ABOUT THIS TASK:
Repeat the line that contains "Target phrase: green foliage" exactly, along with each following line up to and including the last line of the entries.

RECORDS FOR PROCESSING:
********************

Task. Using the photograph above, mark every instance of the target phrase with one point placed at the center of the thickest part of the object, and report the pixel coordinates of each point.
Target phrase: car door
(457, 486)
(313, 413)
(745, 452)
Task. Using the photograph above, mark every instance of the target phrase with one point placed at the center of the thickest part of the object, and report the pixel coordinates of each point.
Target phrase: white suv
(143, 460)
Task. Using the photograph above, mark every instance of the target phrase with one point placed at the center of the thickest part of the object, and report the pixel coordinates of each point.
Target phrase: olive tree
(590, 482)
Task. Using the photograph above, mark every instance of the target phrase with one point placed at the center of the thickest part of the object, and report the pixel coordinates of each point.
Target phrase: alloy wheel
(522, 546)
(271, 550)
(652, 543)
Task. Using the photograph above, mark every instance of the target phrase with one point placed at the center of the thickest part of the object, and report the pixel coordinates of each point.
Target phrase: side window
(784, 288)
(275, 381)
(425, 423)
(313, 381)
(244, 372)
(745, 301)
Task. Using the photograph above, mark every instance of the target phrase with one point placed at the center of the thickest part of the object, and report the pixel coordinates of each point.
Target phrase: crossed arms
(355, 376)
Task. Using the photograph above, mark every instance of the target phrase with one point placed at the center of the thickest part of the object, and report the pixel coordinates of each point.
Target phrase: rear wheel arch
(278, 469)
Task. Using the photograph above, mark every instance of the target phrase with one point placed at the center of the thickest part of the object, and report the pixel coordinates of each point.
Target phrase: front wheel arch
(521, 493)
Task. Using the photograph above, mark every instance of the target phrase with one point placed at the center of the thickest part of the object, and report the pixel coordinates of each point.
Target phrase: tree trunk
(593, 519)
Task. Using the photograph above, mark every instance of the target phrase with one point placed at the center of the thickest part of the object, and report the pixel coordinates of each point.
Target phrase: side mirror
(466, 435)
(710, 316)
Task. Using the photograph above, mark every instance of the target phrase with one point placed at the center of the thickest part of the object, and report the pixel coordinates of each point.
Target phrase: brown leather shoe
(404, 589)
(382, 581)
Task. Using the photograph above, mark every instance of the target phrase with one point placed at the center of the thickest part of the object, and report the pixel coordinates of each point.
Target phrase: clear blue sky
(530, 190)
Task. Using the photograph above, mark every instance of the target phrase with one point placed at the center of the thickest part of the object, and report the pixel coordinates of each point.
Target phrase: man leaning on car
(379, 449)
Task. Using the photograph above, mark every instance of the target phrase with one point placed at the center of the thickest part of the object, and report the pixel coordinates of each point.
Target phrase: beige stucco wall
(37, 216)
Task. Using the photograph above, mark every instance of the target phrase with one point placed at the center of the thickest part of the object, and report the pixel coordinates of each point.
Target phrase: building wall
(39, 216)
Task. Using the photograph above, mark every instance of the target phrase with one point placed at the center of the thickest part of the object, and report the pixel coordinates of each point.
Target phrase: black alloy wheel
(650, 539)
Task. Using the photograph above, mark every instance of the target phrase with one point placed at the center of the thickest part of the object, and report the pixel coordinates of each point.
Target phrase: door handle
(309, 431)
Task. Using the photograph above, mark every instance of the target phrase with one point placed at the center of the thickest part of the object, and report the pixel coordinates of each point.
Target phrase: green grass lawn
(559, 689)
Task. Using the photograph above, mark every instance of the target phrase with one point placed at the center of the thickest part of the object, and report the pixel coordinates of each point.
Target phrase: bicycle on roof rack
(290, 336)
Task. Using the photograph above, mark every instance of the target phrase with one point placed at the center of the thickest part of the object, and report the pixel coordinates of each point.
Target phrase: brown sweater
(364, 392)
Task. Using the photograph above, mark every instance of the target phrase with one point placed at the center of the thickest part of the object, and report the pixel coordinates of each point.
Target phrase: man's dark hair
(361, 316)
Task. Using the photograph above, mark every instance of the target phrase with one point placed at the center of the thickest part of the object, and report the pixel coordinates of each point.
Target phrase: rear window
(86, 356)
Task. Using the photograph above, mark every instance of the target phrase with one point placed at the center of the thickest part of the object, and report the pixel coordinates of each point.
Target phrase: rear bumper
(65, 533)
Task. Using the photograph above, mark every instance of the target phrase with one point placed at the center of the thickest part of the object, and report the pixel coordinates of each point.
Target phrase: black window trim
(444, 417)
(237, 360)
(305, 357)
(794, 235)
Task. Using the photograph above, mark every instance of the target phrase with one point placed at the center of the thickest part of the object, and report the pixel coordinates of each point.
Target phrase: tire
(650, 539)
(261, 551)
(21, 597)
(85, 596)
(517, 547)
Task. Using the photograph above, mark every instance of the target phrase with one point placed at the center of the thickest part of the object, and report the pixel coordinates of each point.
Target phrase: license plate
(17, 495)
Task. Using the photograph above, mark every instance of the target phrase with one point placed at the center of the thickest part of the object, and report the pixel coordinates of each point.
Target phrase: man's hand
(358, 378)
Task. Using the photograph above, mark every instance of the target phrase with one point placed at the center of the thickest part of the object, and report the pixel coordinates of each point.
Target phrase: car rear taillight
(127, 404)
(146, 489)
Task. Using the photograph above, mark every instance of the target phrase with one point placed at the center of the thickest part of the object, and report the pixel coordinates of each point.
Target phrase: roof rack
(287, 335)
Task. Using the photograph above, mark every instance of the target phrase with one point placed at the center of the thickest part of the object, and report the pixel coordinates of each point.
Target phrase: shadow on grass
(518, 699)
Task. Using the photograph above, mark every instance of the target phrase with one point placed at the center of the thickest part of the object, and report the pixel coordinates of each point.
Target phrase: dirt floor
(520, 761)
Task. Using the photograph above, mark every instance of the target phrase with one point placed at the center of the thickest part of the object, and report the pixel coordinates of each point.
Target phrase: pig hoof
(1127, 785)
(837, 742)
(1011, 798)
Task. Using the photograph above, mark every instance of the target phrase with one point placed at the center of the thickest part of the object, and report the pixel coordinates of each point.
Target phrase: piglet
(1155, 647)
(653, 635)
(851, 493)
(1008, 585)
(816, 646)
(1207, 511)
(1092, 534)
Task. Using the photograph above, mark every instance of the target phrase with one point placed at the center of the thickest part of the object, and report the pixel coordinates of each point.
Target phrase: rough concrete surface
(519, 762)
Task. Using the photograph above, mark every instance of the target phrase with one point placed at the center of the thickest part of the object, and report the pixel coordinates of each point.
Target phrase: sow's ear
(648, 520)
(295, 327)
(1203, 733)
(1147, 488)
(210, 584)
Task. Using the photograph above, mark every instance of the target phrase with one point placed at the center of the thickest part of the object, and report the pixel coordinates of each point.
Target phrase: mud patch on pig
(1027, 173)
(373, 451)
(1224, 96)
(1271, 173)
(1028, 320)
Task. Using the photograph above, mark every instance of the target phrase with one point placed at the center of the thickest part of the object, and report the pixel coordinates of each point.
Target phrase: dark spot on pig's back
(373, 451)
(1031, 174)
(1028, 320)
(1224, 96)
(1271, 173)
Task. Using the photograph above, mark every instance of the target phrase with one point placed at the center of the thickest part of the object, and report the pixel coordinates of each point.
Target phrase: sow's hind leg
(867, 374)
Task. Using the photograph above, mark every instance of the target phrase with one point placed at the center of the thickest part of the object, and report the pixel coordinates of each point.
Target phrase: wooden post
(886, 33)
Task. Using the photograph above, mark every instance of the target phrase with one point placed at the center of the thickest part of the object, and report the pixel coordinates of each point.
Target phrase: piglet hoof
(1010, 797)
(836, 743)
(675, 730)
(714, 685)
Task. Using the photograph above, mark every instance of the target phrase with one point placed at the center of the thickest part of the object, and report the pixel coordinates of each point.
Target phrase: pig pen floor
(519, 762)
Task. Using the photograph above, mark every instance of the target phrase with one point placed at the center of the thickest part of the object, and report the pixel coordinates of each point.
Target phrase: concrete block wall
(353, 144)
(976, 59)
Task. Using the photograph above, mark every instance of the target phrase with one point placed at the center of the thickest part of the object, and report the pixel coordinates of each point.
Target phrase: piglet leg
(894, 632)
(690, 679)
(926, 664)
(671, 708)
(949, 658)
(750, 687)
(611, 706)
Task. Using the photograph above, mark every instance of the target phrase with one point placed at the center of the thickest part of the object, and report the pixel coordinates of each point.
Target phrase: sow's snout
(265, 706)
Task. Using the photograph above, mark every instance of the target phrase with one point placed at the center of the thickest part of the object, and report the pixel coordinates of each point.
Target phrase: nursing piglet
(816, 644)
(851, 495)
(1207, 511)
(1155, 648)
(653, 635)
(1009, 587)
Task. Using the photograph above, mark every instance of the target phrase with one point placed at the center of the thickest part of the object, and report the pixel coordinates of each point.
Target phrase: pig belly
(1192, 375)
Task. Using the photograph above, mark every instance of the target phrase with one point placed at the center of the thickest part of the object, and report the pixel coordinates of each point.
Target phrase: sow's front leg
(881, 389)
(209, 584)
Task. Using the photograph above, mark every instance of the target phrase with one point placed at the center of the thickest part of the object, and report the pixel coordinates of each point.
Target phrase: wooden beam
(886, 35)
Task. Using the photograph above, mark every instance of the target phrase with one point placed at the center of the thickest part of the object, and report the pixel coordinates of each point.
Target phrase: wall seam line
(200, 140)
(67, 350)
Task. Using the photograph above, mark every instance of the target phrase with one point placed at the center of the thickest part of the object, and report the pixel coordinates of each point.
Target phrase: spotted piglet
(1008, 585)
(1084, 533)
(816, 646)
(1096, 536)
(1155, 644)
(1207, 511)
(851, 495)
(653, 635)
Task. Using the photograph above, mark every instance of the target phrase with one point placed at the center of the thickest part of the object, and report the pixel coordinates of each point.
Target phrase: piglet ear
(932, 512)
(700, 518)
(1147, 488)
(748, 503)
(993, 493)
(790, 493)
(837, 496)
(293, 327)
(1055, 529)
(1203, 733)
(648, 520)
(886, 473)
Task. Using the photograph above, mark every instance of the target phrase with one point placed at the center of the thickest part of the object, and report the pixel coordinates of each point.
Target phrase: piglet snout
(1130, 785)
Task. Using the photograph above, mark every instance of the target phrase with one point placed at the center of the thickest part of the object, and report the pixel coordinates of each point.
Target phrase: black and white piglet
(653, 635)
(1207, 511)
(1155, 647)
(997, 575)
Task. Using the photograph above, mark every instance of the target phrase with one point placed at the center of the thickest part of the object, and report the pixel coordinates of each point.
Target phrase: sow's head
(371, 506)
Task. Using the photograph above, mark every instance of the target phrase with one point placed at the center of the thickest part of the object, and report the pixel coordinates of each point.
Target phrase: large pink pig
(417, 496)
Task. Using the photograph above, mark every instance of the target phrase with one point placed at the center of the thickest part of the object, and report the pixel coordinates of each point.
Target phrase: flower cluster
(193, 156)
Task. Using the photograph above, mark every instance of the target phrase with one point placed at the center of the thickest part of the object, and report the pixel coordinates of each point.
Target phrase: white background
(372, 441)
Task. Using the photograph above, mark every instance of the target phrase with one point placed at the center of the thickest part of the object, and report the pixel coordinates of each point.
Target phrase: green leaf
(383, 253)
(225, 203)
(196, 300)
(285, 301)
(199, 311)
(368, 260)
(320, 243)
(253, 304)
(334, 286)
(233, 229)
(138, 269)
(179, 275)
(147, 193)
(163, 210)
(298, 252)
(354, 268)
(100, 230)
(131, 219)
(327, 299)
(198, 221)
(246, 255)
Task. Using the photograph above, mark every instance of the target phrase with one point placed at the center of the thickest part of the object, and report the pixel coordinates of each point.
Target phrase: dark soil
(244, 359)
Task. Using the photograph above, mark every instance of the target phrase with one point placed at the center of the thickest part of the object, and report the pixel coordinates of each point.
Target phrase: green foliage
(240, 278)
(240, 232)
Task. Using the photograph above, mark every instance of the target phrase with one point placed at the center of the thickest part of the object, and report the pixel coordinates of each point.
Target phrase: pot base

********************

RESULT FOR THIS EXERCISE:
Target phrase: green foliage
(240, 278)
(240, 232)
Task. Using the photograph above, mark every instance of the target phrase with one point placed at the center of the thickest part of the object, and report the pixel coordinates of each point.
Target phrase: pot base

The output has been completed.